• _DATA_
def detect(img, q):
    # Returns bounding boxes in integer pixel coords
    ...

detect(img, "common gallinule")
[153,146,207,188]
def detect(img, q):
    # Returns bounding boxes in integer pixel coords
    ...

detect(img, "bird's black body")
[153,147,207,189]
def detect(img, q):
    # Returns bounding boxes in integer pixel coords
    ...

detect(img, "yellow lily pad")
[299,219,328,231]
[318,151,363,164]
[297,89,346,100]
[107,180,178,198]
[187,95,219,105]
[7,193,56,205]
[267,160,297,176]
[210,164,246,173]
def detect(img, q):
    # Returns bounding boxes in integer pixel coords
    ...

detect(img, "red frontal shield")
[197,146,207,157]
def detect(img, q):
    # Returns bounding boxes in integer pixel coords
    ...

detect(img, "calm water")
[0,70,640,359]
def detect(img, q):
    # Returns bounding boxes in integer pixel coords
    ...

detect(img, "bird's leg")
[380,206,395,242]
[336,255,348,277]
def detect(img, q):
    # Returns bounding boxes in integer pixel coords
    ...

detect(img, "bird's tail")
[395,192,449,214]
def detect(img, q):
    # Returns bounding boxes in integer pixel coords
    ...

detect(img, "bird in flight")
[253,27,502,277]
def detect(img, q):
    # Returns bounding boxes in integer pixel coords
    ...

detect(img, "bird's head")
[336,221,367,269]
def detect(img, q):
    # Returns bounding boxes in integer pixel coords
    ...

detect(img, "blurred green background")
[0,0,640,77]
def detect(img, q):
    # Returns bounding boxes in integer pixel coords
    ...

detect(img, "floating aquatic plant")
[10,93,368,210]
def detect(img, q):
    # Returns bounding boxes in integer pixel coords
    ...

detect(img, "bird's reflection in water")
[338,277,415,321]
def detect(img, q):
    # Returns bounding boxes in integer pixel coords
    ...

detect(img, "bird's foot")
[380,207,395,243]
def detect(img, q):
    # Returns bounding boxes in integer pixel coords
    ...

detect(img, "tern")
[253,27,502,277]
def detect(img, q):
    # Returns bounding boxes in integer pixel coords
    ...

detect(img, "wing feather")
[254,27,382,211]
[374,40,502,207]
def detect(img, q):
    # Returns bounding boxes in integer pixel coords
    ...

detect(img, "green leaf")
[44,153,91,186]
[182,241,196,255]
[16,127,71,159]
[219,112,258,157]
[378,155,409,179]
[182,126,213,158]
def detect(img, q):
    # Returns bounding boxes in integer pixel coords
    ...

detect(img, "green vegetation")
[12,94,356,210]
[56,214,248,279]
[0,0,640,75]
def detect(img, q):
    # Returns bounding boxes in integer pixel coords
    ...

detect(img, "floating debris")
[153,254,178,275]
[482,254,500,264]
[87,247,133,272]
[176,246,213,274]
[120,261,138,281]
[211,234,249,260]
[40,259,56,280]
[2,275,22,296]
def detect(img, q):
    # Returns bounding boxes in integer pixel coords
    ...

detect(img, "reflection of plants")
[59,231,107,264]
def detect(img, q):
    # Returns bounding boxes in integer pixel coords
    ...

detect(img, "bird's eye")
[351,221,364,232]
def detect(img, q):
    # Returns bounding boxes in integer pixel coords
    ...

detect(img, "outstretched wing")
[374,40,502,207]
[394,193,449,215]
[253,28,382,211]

• _EXERCISE PROMPT_
Reproduce all of the data above, substituting "whole-number pixel coordinates" for each occurrence of "integer pixel coords" and leaving everything else unchanged.

• _FULL RESPONSE_
def detect(img, q):
    # Returns bounding boxes in whole-number pixel coordinates
    ...

detect(img, "common gallinule")
[153,146,207,188]
def detect(img, q):
    # Returns bounding boxes in whole-number pixel coordinates
    ...

detect(img, "bird's black body")
[153,147,207,189]
def detect(img, q):
    # Returns bounding boxes in whole-number pixel coordinates
    ...

detect(img, "yellow lily pad")
[299,219,328,231]
[318,151,363,164]
[297,89,346,100]
[107,180,178,198]
[187,95,219,105]
[7,193,56,205]
[267,160,297,176]
[210,164,246,173]
def detect(img, q):
    # Returns bounding boxes in whole-number pixel coordinates
    ...

detect(img, "red frontal shield")
[197,146,207,157]
def detect(img, q):
    # Returns bounding boxes in whole-number pixel coordinates
    ...

detect(img, "calm water")
[0,70,640,359]
def detect(img, q):
    # Returns bounding boxes in whole-number pixel coordinates
    ...

detect(img, "bird's leg")
[380,206,395,242]
[336,255,348,277]
def detect(img, q):
    # Returns bounding boxes in whole-number pixel coordinates
    ...

detect(img, "bird's tail")
[395,192,449,214]
def detect(img, q):
    # Returns bounding boxes in whole-number pixel coordinates
    ...

detect(img, "bird in flight")
[253,27,502,277]
def detect(img, q):
    # Returns bounding boxes in whole-number pixel coordinates
    ...

detect(img, "bird's head")
[336,221,367,269]
def detect(img, q):
    # Returns bounding boxes in whole-number pixel coordinates
    ...

detect(img, "blurred green background")
[0,0,640,77]
def detect(img, q):
    # Returns bounding boxes in whole-number pixel coordinates
    ...

detect(img, "floating aquatic plant")
[10,93,368,210]
def detect(img, q):
    # Returns bounding boxes in whole-number pixel coordinates
    ...

detect(img, "bird's reflection in water")
[338,277,415,321]
def detect(img, q):
    # Returns bounding boxes in whole-number pixel coordinates
    ...

detect(img, "bird's foot")
[380,207,395,243]
def detect(img, q):
    # Returns bounding boxes in whole-number pixel coordinates
    ...

detect(img, "tern")
[253,27,502,277]
def detect(img, q):
    # Returns bounding boxes in whole-number pixel coordinates
    ...

detect(img, "wing feather")
[254,27,382,211]
[374,40,502,207]
def detect(img, q):
    # Returns bounding boxes in whole-number pixel coordinates
    ...

detect(img, "green leaf")
[44,153,91,186]
[182,241,196,255]
[16,127,71,159]
[219,112,258,157]
[378,155,409,179]
[182,126,213,158]
def detect(img, q):
    # Returns bounding boxes in whole-number pixel coordinates
    ...

detect(img, "green vegetation")
[12,94,356,210]
[56,214,248,279]
[0,0,640,75]
def detect(img, q):
    # Returns bounding boxes in whole-number pixel coordinates
    ...

detect(img, "floating debris")
[153,254,178,275]
[482,254,500,264]
[87,247,133,272]
[176,246,213,274]
[120,261,138,281]
[211,234,249,260]
[40,259,56,280]
[2,275,22,296]
def detect(img, q):
    # Returns bounding boxes in whole-number pixel coordinates
    ...

detect(img, "reflection of plants")
[59,231,107,264]
def detect(img, q):
    # Returns bounding boxes in whole-number pixel coordinates
    ...

detect(img, "bird's eye")
[351,221,364,232]
def detect(img, q):
    # Returns bounding boxes in whole-number pixel coordinates
    ...

detect(img, "outstretched wing")
[374,40,502,207]
[394,193,449,215]
[253,28,382,211]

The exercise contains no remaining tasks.